Stored data:
===

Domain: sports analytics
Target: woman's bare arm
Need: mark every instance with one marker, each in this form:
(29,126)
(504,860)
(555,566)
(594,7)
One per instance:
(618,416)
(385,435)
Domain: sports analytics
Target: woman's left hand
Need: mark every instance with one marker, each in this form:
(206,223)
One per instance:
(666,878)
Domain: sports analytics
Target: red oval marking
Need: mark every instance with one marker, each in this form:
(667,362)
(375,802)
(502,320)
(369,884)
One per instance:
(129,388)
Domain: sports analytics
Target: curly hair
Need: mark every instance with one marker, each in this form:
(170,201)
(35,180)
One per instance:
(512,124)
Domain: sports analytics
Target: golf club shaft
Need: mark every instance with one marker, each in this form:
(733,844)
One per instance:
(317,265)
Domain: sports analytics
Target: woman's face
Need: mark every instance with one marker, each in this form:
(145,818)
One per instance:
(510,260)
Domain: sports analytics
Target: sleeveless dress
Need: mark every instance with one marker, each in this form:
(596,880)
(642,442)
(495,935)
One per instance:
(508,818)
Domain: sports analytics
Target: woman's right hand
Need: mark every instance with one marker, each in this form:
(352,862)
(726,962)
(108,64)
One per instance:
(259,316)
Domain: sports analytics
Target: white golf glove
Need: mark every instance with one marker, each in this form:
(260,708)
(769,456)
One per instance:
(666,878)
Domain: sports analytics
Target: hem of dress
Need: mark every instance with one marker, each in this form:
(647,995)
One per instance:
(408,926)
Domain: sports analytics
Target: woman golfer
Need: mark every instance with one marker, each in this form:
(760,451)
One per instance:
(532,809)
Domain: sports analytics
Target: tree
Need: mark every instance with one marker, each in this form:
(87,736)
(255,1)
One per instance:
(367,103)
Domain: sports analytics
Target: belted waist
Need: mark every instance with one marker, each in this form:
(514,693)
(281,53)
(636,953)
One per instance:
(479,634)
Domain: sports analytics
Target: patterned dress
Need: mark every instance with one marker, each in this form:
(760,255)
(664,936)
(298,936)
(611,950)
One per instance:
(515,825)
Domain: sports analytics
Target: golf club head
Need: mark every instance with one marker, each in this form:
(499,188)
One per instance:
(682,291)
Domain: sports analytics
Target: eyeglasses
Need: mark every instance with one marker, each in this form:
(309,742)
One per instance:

===

Short problem:
Pull out every line of the records above that contains the string "woman". Case counts.

Expected output:
Target: woman's bare arm
Target: woman's left hand
Target: woman's face
Target: woman's right hand
Target: woman golfer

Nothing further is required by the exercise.